What you will do:
Look through the data below for the line with "task | indicate the tree silhouette, one" and the line with "task | indicate the cow, one", then output those two and all lines in between, exactly as written.
=== Entries provided ===
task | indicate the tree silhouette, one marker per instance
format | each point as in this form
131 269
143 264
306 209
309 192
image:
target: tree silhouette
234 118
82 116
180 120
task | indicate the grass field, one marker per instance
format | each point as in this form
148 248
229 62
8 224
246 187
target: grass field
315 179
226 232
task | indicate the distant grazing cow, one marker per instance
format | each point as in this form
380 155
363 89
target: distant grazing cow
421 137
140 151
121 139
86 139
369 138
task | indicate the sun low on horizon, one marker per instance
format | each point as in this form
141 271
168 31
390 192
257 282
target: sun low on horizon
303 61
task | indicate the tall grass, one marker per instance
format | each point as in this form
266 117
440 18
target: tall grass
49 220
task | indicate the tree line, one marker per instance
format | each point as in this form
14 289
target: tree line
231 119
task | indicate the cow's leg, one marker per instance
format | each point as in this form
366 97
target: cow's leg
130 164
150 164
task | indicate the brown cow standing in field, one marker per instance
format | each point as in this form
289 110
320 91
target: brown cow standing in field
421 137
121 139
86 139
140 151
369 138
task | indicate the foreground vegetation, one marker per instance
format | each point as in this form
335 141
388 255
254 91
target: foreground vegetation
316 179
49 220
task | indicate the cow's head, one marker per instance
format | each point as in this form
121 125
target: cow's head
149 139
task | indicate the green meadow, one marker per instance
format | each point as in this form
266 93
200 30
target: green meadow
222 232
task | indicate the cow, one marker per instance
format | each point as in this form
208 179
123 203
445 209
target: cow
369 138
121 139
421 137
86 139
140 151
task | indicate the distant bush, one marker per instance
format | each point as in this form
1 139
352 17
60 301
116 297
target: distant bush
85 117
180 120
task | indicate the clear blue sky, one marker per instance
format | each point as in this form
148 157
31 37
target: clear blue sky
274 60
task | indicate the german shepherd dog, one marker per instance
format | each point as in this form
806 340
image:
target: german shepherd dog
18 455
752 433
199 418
===
=== Entries provided ===
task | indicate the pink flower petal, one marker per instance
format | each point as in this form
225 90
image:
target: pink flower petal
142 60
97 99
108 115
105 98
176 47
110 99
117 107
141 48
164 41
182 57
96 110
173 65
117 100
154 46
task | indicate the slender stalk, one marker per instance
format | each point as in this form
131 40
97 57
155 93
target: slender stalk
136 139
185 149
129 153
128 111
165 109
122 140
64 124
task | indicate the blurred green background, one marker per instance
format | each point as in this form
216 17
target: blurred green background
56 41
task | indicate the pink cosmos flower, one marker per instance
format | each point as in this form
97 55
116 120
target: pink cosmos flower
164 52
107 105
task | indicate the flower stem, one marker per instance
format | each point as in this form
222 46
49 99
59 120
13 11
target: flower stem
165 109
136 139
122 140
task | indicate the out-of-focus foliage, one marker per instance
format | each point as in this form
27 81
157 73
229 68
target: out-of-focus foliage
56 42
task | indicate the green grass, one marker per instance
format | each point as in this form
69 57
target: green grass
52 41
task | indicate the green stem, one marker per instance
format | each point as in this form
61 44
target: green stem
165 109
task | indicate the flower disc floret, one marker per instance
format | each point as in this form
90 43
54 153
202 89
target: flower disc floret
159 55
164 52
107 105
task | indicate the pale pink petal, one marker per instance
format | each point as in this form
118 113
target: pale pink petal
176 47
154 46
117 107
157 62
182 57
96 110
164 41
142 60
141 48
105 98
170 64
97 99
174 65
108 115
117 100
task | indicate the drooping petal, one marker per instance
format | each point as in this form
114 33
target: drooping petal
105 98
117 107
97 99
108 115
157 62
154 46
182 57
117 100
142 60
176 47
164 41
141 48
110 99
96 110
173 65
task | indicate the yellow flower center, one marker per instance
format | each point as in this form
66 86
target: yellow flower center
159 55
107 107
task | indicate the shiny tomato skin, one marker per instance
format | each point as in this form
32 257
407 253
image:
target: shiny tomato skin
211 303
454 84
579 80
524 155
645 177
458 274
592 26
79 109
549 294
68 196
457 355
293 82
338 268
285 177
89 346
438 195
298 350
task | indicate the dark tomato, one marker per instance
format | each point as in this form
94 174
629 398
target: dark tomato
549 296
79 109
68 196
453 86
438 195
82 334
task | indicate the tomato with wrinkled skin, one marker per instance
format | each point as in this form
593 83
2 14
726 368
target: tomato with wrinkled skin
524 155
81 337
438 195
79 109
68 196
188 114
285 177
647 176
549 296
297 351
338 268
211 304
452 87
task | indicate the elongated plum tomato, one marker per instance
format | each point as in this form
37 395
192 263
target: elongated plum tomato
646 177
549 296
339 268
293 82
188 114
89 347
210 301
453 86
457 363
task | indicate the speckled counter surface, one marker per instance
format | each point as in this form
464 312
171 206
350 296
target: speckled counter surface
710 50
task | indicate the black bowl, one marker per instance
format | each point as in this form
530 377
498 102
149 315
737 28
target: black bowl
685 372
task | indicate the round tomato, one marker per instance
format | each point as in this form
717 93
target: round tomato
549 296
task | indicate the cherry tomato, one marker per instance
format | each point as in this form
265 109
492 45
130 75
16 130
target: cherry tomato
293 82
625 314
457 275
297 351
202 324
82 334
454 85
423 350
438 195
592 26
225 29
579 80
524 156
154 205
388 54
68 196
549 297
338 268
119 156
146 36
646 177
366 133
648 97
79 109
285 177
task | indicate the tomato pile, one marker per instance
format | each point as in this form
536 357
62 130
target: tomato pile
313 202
===
Solved exercise:
task | indicate the tree silhouette, one marker per instance
format | each point as in this form
131 269
143 264
306 209
309 192
image:
target: tree silhouette
234 118
82 116
180 120
task | indicate the grass field, one marker per instance
format | each point as in this form
148 248
229 62
8 224
246 187
target: grass field
315 179
226 232
task | indicate the distant grazing cow, one marker per instance
format | each point as in this form
380 155
363 89
target: distant grazing cow
421 137
140 151
121 139
86 139
369 138
task | indicate the sun low on horizon, one marker per instance
format | each point as in this form
141 271
168 31
390 192
257 282
target: sun low on horizon
303 61
task | indicate the tall grass, one marker per instance
format | each point as in this form
266 117
440 18
target: tall grass
49 220
task | indicate the tree line, one marker per instance
format | each point as in this form
14 289
target: tree line
231 119
task | indicate the cow's leg, one marker per instance
format | each point as in this form
366 97
target: cow's leg
130 164
150 164
task | indicate the brown cow standing in field, one marker per instance
format | each point as in this form
289 110
320 91
target: brown cow standing in field
421 137
121 139
86 139
140 151
369 138
task | indicate the foreground vegetation, one marker per instance
format | each point as in this form
335 141
388 255
254 91
target: foreground vegetation
316 179
49 220
task | indicate the cow's head, one marker per instance
format | each point as in this form
121 125
target: cow's head
149 139
task | indicate the green meadow, one marker per instance
format | each point as in this form
266 93
200 30
target: green meadow
222 232
task | indicate the cow, one marker per instance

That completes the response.